> **Kutipan Sumber**:

>>

Situs Resmi Komisi Bimbingan dan Dakwah Syura Ahlulbait Indonesia (ABI)
 

Perspektif Islam Tentang Batasan dan Jenis Penyimpangan Seksual (1)

Kecenderungan seksual merupakan salah satu fitrah dan kebutuhan dasar manusia. Proses reproduksi, kehidupan dan ketentraman psikologis manusia bergantung pada kecenderungan ini. Kebahagiaan dunia dan akhirat manusia akan terjamin manakala kecenderungan dasar ini terealisasi sesuai dengan jalurnya. Sedangkan penyimpangannya, akan berefek pada lahirnya berbagai macam masalah kejiwaan, etika dan sosial yang sulit disembuhkan. Karena itu, penyimpangan seksual merupakan salah satu masalah yang teramat serius dalam sejarah manusia. Seiring berkembangnya sistem komunikasi, permasalahan etika ini juga semakin bertambah, baik dalam bentuk maupun kuantitasnya.

Keberadaan penyimpangan seksual dan budaya yang mengikutinya merupakan senjata ampuh untuk melemahkan masyarakat. Di sisi lain, kita sedang berhadapan dengan upaya dimana penyimpangan ini dianggap sebagai hal yang normal. Hal ini dikhawatirkan memunculkan kondisi ambigu tanpa ada rujukan bagi seseorang untuk memilah antara tindakan yang benar dan salah. Untuk itu, diperlukan referensi tentang apa yang dimaksud dengan penyimpangan seksual dan apa saja jenisnya.

<<

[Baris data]
>>

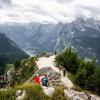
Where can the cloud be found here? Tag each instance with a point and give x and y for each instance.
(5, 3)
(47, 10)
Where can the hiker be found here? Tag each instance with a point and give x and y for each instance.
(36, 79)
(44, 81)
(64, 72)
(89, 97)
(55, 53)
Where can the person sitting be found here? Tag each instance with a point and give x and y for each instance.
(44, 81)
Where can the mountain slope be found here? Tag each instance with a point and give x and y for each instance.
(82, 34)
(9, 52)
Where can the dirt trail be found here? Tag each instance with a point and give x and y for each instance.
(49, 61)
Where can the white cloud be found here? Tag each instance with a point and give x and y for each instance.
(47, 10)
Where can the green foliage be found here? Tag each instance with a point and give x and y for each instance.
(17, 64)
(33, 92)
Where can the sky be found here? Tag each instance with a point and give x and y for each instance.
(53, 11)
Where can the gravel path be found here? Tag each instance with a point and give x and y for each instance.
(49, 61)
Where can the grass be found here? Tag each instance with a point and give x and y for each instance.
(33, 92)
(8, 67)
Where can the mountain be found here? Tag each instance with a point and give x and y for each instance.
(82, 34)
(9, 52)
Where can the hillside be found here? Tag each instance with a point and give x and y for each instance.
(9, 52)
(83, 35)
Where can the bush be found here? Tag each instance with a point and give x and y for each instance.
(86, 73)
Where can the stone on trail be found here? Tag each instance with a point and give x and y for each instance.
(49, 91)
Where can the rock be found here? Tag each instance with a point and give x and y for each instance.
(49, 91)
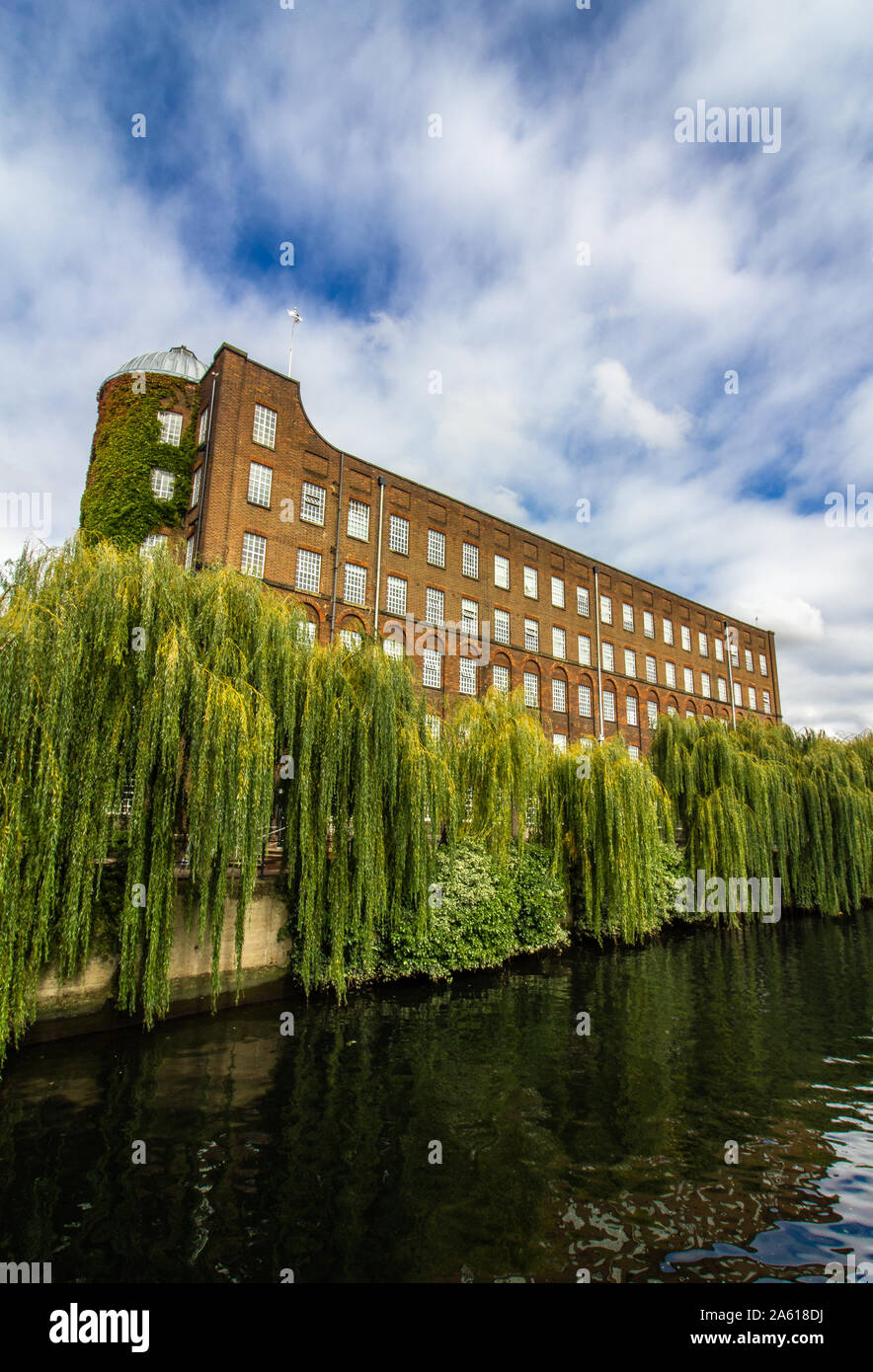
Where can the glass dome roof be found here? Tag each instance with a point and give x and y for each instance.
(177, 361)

<<
>>

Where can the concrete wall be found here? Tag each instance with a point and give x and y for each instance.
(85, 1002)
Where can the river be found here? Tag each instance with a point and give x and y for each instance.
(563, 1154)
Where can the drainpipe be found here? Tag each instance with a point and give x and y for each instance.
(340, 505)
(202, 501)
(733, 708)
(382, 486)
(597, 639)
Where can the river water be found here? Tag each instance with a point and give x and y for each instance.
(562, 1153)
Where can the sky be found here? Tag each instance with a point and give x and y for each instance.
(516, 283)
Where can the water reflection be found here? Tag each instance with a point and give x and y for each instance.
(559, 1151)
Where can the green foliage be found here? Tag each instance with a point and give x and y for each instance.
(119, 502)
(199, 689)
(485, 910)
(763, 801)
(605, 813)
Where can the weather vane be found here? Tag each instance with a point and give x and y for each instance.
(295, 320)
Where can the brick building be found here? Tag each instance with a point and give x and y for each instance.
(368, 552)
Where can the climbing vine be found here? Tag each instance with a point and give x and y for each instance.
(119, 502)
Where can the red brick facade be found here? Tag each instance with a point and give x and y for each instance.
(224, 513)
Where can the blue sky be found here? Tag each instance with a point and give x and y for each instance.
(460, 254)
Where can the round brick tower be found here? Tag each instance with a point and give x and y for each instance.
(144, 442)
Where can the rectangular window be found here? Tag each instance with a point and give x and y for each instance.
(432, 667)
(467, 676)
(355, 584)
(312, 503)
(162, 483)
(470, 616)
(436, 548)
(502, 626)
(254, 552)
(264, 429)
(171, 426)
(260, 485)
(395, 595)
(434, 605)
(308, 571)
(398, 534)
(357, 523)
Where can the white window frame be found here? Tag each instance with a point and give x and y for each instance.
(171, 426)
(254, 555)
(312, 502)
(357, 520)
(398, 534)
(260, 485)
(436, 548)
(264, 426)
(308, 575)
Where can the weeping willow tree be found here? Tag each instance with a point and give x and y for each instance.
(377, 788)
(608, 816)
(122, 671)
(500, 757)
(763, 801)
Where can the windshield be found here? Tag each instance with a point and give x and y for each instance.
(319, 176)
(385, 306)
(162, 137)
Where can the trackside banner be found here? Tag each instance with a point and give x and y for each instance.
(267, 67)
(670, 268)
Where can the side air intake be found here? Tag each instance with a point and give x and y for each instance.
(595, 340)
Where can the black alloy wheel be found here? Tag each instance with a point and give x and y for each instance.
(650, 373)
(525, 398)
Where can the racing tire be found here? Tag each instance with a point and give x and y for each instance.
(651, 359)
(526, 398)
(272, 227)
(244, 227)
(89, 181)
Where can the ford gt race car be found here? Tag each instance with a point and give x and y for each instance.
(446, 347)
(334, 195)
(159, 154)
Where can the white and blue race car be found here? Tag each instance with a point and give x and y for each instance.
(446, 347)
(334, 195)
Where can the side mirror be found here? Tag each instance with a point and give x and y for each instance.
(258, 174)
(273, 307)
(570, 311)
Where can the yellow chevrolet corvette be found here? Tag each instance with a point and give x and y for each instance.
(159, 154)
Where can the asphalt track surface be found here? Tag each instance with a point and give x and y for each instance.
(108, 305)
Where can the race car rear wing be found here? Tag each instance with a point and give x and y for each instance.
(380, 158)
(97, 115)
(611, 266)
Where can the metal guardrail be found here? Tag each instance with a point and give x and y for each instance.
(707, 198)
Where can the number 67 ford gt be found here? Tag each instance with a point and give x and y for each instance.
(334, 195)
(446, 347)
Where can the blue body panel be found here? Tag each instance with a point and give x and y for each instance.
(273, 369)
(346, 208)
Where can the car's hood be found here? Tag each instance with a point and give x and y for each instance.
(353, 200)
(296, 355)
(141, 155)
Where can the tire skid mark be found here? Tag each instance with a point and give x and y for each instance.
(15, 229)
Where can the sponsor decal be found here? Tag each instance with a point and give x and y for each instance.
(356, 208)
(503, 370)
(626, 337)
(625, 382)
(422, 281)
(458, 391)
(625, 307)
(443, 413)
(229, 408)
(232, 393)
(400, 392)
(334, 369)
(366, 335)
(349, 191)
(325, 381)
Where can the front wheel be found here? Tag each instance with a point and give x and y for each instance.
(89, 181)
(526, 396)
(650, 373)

<<

> **Kumpulan Tugas**:
(A) Menurut kutipan sumber, mengapa diperlukan referensi tentang pengertian dan jenis penyimpangan seksual? Jelaskan dalam satu sampai tiga kalimat.
(B) Temukan setiap baris data yang memuat kata "window", lalu salin semua baris tersebut.

> **Hasil Tugas**:
(A) Referensi itu diperlukan karena ada upaya untuk menganggap penyimpangan seksual sebagai hal yang normal. Upaya tersebut dikhawatirkan memunculkan kondisi ambigu, sehingga seseorang tidak memiliki rujukan untuk memilah antara tindakan yang benar dan yang salah.

(B)
Where can the rectangular window be found here? Tag each instance with a point and give x and y for each instance.
Where can the white window frame be found here? Tag each instance with a point and give x and y for each instance.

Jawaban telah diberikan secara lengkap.